* **Task brief**
Please give the listing again in its entirety, exactly as written.

* **Data extracts**
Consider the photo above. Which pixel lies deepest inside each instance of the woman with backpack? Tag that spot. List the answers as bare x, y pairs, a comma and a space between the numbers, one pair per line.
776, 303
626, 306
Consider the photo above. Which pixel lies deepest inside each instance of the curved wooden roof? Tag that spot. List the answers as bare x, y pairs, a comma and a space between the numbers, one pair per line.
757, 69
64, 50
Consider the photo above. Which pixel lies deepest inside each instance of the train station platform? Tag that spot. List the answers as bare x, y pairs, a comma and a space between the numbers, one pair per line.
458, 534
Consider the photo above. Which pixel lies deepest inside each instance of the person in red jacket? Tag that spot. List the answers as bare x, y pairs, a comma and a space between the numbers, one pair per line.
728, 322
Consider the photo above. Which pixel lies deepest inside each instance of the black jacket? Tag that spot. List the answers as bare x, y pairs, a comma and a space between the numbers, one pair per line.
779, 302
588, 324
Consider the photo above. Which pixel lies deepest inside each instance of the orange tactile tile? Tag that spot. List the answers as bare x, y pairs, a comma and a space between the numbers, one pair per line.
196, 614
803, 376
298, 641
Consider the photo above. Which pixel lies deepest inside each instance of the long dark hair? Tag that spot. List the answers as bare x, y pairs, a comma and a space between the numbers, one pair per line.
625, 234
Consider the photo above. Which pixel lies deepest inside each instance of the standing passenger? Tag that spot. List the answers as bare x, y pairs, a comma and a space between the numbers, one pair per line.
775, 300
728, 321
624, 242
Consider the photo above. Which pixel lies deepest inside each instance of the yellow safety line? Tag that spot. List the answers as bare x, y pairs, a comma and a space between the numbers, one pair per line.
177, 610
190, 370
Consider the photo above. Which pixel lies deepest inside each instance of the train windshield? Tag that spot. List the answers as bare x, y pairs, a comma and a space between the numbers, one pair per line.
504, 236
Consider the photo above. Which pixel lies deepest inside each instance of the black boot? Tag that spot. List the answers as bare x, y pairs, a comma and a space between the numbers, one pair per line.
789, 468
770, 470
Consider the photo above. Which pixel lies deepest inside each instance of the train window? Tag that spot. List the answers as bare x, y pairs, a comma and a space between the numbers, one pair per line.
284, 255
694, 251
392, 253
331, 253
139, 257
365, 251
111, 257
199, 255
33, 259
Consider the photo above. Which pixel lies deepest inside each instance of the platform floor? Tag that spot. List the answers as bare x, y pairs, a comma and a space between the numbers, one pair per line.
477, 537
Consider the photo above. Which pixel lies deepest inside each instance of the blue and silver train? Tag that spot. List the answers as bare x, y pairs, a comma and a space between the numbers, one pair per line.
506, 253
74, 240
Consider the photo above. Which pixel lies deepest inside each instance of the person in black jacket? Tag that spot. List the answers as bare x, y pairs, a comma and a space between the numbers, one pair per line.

* **Response**
Consider the photo above. Which pixel lies deepest inside each instance of the woman with backpack? Tag that spot. List the answers as bare x, y pairs, a comma and a space between the numbers, one pair per line.
776, 303
626, 306
Consider the photo above. Which pixel lies deepest inside each instance of the curved wooden roof? Tag that spot. List the answers as bare x, y pairs, a comma and a space between the numbers, one pair per line.
757, 69
64, 50
Consider the photo above. Which pixel lies deepest inside each instance of the train station platform? Tag that spot. List the answers as bare x, y pairs, a comma and a space between the numbers, one pair per line.
458, 534
Consider the photo above. Which pixel lies deepest inside each instance of the person in red jacket? Tag that spot. List the answers as bare x, y pairs, a comma and a space between the numbers, one pair per line.
728, 322
Consider the photo above. Which pixel lies deepest inside each instance of the black jacket? Tag that spot. List the answers as bare x, y pairs, a comma and a space between the numbers, one pair per line.
779, 302
588, 324
Consider the photo above. Which pixel lies deepest inside each instance of the orange tactile tile? Tag that spot. List the answers as bare x, y pairs, a comma and a space between the numbers, one pair per line.
196, 614
803, 376
298, 641
Consider the photo above. Which pixel lies deepest inside each instance of the long dark hair? Tag that spot. List the answers as bare x, y pairs, a comma and a space between the numbers, one pair per line.
625, 234
Consider the photo above. Which pixel lies deepest inside each instance of the standing passenger? Tag that spot. List the answers as bare x, y pairs, a comma and a space between the numbers, one pair per line.
775, 300
728, 321
624, 242
Consider the photo above. Which pixel lies deepest inside each instance of the yellow safety line? Tag that spot. List the answers as bare x, y pairs, a comma and a space between the numbers, one pair per line.
177, 610
190, 370
Consider the photo above. Which pixel lies deepest inside each instance of the train windshield? Tag that spot. List the answers as bare x, y pairs, a comma and a space between the numbers, one pair per line.
504, 236
Consider the photo above. Which pixel lies deepest inside each instance of the black boot? Tag that spot. List the answers as bare x, y pairs, a comma and a space between the numbers, one pair per line.
789, 468
770, 470
Consider the photo above. Which pixel lies deepest inside each instance of the train window? Tag that spot. List the answers as bare x, y pairs, a comma and a space between the numbers, one pair per line.
284, 255
694, 251
392, 253
331, 253
139, 257
365, 251
111, 257
199, 255
33, 259
Consider the photo above. Which pixel lies deepest inside each instance of the platform floor? Tag that spot. List the answers as bare x, y pairs, a comma and a space between the numbers, one pair per line.
477, 537
Consider the photo above. Which pixel lies deepest inside each instance of the blue and silver train? Tag that spot. List the answers as bare x, y pairs, a comma and a space between the numbers, one pair per line.
506, 253
74, 240
Consider the photo above. Which pixel lies deepest inside each instance of the person in black jacket? Tag that spot. List the answers as bare x, y pairs, a comma and a space between the numbers, one pair per line.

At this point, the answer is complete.